Задание 1:
Оформите как таблицу Markdown записи от строки с «the fox ear.» до строки с «[(487, 219)]» включительно, без пустых строк. В столбец «Номер» поставьте порядковый номер строки, в столбец «Запись» поставьте саму строку.

Итак, водород становится жидким при немыслимо низкой температуре: минус 253 градуса. А другие газы?
Как мы с тобой и ожидали, все они не такие упорные (кроме одного, о котором мы ещё поговорим). К тому времени, когда молекулы водорода только начинают слипаться в капельки, другие газы мало того что давно уже превратились в жидкости - эти жидкости успели даже замёрзнуть, то есть стать твёрдыми. Скажем, кислород превращается в жидкость при температуре «всего лишь» минус 183 градуса, а при минус 219 градусах, когда водороду ещё довольно далеко до жидкости, кислород уже становится твёрдым.
А кто же тот упрямый газ, которому удалось переупрямить даже водород? Это гелий - самый лёгкий после водорода газ и самый, наверное, удивительный. Атомы гелия, в отличие от атомов водорода, ужасно необщительны. До сих пор химикам так и не удалось «уговорить» атомы гелия соединиться с другими атомами. Да что там другие, когда атомы гелия и со своими-то знаться не желают! Вот почему атомы гелия не соединяются в пары, как атомы водорода, кислорода, азота, а так и живут в одиночку.
Слипаться в капельки жидкости атомы-одиночки гелия тоже не торопятся. Суди сам: один-единственный атом гелия вдвое массивнее целой двухатомной молекулы водорода, и поэтому при одной и той же температуре атомы гелия летают, конечно, медленнее, чем молекулы водорода. Но, несмотря на это, атомы гелия начинают слипаться в капельки при ещё более низкой температуре, чем молекулы водорода, - минус 269 градусов!
Раз уж мы занялись сверхнизкими температурами, то поневоле возникает вопрос: а какая температура самая низкая на свете?
На этот вопрос, я уверен, ты теперь сумеешь ответить сам. «Теплота - это беспорядочное движение атомов и молекул, - скажешь ты. - Чем медленнее они движутся, тем ниже температура. Значит, когда беспорядочное тепловое движение атомов и молекул полностью прекратится, тогда и будет самая низкая температура. Ниже просто некуда!»
Ты совершенно прав. Когда же это произойдёт? Температуру, при которой тепловое движение атомов и молекул должно полностью прекратиться, учёные вычислили ещё в прошлом веке: минус 273 градуса. Эту температуру, ниже которой в природе нет и быть не может, называют абсолютным нулём температуры.

Задание 2:
Подхватите отрывок о сверхнизких температурах и напишите продолжение, начиная после его последней фразы.

Входные данные:
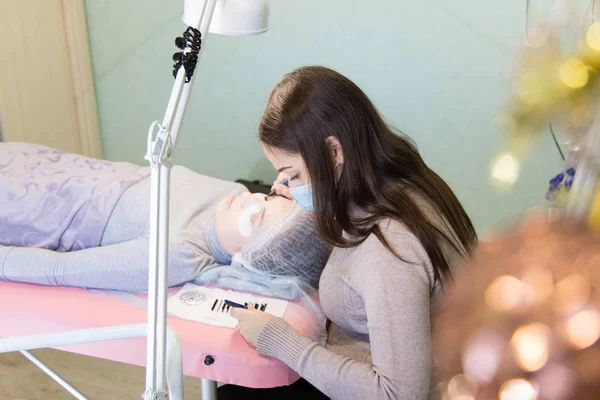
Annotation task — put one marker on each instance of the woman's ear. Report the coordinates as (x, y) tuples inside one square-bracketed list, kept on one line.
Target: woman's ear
[(334, 147)]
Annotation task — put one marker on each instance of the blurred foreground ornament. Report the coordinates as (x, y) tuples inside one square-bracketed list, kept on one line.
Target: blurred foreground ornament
[(541, 342)]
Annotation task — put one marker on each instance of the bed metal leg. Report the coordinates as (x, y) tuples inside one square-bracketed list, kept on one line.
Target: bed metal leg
[(209, 389), (59, 379), (174, 365)]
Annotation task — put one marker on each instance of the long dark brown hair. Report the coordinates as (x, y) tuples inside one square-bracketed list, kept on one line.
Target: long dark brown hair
[(383, 174)]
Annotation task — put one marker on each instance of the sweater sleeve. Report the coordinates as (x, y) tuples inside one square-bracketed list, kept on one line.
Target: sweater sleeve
[(121, 266), (396, 301)]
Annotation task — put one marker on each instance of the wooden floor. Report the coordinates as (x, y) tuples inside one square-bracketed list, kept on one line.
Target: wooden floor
[(95, 378)]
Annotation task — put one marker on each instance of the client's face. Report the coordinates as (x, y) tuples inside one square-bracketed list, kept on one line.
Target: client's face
[(242, 218)]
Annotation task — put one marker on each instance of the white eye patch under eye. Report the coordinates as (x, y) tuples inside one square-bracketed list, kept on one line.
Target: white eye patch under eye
[(245, 220)]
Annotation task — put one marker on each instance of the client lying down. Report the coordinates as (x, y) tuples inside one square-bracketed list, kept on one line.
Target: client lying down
[(68, 220)]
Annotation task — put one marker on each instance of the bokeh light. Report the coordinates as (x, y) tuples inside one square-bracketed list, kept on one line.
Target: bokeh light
[(506, 168), (574, 73), (518, 389), (505, 293), (583, 328), (530, 345)]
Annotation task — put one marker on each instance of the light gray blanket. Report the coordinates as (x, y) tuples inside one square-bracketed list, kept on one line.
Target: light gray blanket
[(68, 220)]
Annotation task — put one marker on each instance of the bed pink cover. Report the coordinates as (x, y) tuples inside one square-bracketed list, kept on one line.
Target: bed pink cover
[(31, 309)]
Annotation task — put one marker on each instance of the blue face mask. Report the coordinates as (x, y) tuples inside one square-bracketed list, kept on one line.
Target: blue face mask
[(303, 195)]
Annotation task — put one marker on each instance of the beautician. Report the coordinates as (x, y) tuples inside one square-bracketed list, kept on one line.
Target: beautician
[(397, 229)]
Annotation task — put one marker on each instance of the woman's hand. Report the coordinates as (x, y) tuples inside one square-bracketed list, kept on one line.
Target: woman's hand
[(279, 188), (251, 323)]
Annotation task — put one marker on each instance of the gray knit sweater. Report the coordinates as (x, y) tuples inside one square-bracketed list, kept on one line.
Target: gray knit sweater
[(378, 344)]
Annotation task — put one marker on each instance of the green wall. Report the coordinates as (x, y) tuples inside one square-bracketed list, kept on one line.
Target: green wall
[(438, 70)]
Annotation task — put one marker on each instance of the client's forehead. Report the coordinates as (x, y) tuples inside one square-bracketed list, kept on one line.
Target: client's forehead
[(277, 206)]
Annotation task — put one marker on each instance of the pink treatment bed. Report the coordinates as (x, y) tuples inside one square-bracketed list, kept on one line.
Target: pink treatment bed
[(31, 309)]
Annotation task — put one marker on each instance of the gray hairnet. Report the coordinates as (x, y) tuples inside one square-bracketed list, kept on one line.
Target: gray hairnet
[(292, 248)]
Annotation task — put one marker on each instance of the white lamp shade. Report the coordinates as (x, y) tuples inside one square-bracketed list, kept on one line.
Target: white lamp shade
[(231, 17)]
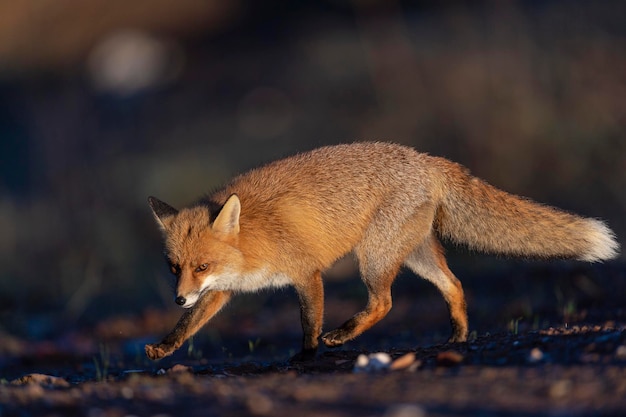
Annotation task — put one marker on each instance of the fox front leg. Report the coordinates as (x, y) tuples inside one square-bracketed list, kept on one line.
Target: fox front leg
[(190, 322)]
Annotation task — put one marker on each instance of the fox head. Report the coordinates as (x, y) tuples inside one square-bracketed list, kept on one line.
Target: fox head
[(202, 251)]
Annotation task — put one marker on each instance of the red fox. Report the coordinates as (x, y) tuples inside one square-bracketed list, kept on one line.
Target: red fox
[(288, 221)]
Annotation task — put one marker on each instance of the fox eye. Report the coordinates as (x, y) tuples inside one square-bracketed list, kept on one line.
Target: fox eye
[(202, 267)]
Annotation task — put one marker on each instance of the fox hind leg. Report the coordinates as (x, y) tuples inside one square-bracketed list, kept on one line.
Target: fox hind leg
[(380, 254), (428, 261), (311, 297)]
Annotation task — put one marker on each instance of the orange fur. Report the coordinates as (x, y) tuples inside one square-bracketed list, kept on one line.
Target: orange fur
[(286, 222)]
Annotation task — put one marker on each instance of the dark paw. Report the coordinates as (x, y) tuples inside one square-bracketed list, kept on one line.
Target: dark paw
[(158, 351), (335, 338)]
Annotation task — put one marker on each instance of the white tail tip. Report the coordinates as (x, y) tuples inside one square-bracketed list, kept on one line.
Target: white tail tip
[(602, 242)]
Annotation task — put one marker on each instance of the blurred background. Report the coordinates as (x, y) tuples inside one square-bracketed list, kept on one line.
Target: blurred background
[(104, 102)]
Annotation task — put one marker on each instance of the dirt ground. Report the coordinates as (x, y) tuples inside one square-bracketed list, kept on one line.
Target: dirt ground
[(553, 344)]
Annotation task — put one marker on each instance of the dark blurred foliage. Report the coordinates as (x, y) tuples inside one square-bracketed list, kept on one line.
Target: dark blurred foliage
[(103, 103)]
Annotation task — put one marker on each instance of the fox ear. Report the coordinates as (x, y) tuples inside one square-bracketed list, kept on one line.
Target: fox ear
[(227, 221), (163, 212)]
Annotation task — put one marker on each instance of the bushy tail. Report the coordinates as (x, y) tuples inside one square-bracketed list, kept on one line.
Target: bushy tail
[(487, 219)]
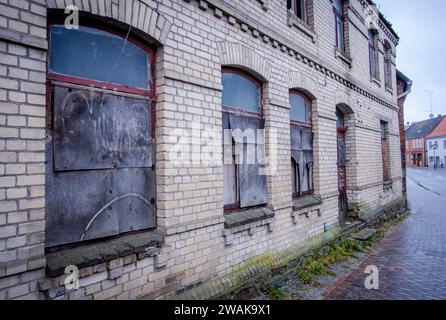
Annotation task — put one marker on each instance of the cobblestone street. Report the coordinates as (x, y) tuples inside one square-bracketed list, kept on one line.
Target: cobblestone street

Ответ 1:
| Номер | Запись |
|---|---|
| 1 | Annotation task — put one marker on each instance of the fox ear. Report the coordinates as (x, y) tuples inside one square-bracketed list, kept on one line. |
| 2 | Target: fox ear |
| 3 | [(227, 221), (163, 212)] |
| 4 | Annotation task — put one marker on each instance of the bushy tail. Report the coordinates as (x, y) tuples inside one square-bracketed list, kept on one line. |
| 5 | Target: bushy tail |
| 6 | [(487, 219)] |

Ответ 2:
Значит, любая температура, даже очень-очень низкая, всё-таки выше абсолютного нуля. Ты легко сообразишь, например, что температура, при которой водород превращается в жидкость (то есть минус 253 градуса), на 20 градусов выше абсолютного нуля (минус 273 градуса). И даже совсем уже сверхнизкая температура, при которой жидким становится гелий (минус 269 градусов), всё-таки выше абсолютного нуля, хотя и всего-навсего на 4 градуса.
Кстати, из этих цифр видно, что, имея дело с жидким водородом, жидким гелием и вообще со сверхнизкими температурами, удобнее отсчитывать температуру вверх от абсолютного нуля, а не вниз от того нуля, которым мы обычно пользуемся в повседневной жизни (этим нулём, как ты, наверное, знаешь, условились называть температуру, при которой тает лёд).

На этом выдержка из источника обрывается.